* _ENTRIES SUPPLIED_:
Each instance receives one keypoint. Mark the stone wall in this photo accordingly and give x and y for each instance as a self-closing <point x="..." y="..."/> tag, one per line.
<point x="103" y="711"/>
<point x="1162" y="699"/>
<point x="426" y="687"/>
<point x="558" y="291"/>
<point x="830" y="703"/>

* _PROBLEM DESCRIPTION_:
Print each of the rows above again without changing anything, keeping every line as it appears.

* _RESPONSE TO THE TASK_:
Each instance receives one keypoint. Mark the stone wall in this photo accordingly and give x and y for each instance as a self-closing <point x="..." y="..."/> tag, one per line.
<point x="103" y="711"/>
<point x="1162" y="699"/>
<point x="426" y="687"/>
<point x="558" y="291"/>
<point x="830" y="703"/>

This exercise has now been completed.